**Information supplied**
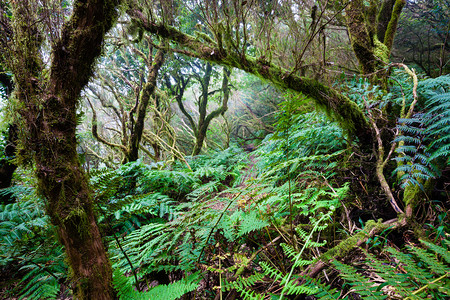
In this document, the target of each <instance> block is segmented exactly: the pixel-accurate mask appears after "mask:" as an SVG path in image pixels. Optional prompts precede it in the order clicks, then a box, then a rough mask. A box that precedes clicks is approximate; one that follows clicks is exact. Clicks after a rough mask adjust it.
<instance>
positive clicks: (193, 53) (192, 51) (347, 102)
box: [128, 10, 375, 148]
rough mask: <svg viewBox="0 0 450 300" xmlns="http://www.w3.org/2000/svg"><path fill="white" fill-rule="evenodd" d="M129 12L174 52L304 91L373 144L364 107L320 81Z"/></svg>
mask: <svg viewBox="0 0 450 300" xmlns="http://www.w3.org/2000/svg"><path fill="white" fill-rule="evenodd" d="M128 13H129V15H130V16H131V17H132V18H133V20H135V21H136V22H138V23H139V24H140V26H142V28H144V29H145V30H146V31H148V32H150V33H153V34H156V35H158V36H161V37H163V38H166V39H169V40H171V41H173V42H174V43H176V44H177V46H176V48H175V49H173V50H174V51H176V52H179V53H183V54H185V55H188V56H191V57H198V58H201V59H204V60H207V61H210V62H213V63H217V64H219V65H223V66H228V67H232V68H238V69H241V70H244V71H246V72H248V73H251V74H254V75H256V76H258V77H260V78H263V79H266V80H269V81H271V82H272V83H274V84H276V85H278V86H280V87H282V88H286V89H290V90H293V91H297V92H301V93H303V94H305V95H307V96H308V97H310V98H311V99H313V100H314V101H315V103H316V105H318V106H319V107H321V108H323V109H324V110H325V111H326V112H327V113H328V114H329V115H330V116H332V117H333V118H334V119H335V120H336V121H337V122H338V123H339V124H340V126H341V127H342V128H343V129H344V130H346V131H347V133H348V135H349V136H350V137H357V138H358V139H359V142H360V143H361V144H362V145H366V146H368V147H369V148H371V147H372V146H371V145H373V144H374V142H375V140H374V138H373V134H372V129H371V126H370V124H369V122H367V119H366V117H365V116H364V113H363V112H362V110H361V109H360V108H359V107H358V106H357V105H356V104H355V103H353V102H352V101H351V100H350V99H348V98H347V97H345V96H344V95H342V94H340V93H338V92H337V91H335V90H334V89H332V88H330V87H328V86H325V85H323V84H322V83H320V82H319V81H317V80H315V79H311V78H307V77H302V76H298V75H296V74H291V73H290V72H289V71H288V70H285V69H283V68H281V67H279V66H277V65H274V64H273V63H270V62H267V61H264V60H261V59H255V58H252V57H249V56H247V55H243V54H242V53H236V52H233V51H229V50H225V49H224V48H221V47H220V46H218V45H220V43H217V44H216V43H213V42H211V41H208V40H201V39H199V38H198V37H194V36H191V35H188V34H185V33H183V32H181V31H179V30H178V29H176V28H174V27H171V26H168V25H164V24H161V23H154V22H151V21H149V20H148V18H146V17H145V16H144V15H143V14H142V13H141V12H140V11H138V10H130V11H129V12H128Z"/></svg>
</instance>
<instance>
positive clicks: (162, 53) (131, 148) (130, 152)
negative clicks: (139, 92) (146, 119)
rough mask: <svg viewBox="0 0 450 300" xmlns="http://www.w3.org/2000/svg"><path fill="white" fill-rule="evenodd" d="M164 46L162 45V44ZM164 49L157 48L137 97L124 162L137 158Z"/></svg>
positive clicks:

**Aim of the exercise**
From the first line to the last, give the data again exactly, but without pictures.

**Task answer**
In this document, the target of each <instance> block is segmented exactly: the pixel-accurate mask appears after "mask:" as an SVG path in image pixels. Optional prompts precede it in the order clicks, then a box, then a rough mask. A box that precedes clicks is approximate; one that follows clicks is exact. Clicks after a rough mask adjust it.
<instance>
positive clicks: (193, 53) (192, 51) (347, 102)
box: [128, 10, 375, 148]
rough mask: <svg viewBox="0 0 450 300" xmlns="http://www.w3.org/2000/svg"><path fill="white" fill-rule="evenodd" d="M129 12L174 52L304 91L373 144L364 107L320 81Z"/></svg>
mask: <svg viewBox="0 0 450 300" xmlns="http://www.w3.org/2000/svg"><path fill="white" fill-rule="evenodd" d="M128 13H129V15H130V16H131V17H132V18H133V20H135V21H136V22H138V23H139V24H140V26H142V28H144V29H145V30H146V31H148V32H150V33H153V34H156V35H158V36H161V37H163V38H166V39H169V40H171V41H173V42H174V43H176V44H177V46H176V48H175V49H173V50H174V51H176V52H179V53H183V54H185V55H188V56H191V57H198V58H201V59H204V60H207V61H210V62H213V63H217V64H219V65H223V66H228V67H232V68H238V69H241V70H244V71H246V72H248V73H251V74H254V75H256V76H258V77H260V78H263V79H266V80H269V81H271V82H272V83H274V84H276V85H278V86H280V87H282V88H286V89H290V90H293V91H297V92H301V93H303V94H305V95H307V96H308V97H310V98H311V99H313V100H314V101H315V103H316V105H318V106H319V107H321V108H323V109H324V110H325V111H326V112H327V113H328V114H329V115H330V116H332V117H333V118H334V119H335V120H336V121H337V122H338V123H339V124H340V126H341V127H342V128H343V129H344V130H346V131H347V133H348V135H349V136H350V137H357V138H358V139H359V142H360V143H361V144H362V145H366V146H368V147H369V148H371V147H372V146H371V145H373V144H374V142H375V140H374V138H373V134H372V129H371V126H370V124H369V122H367V119H366V117H365V116H364V113H363V112H362V110H361V109H360V108H359V107H358V106H357V105H356V104H355V103H353V102H352V101H351V100H350V99H348V98H347V97H345V96H344V95H342V94H340V93H338V92H337V91H335V90H334V89H332V88H330V87H328V86H325V85H323V84H322V83H320V82H319V81H317V80H315V79H311V78H307V77H302V76H298V75H296V74H291V73H290V72H289V71H288V70H285V69H283V68H281V67H279V66H277V65H274V64H273V63H270V62H267V61H264V60H261V59H255V58H252V57H249V56H247V55H243V54H242V53H236V52H233V51H229V50H225V49H224V48H221V47H220V46H218V45H220V43H217V44H216V43H213V42H211V41H208V40H201V39H199V38H198V37H194V36H191V35H188V34H185V33H183V32H181V31H179V30H178V29H176V28H174V27H171V26H168V25H164V24H161V23H154V22H151V21H149V20H148V18H146V17H145V16H144V15H143V14H142V13H141V12H140V11H138V10H130V11H129V12H128Z"/></svg>
</instance>
<instance>
positive clicks: (162, 53) (131, 148) (130, 152)
negative clicks: (139, 92) (146, 119)
rough mask: <svg viewBox="0 0 450 300" xmlns="http://www.w3.org/2000/svg"><path fill="white" fill-rule="evenodd" d="M164 46L162 45V44ZM164 49L157 48L137 97L124 162L137 158Z"/></svg>
positive clicks:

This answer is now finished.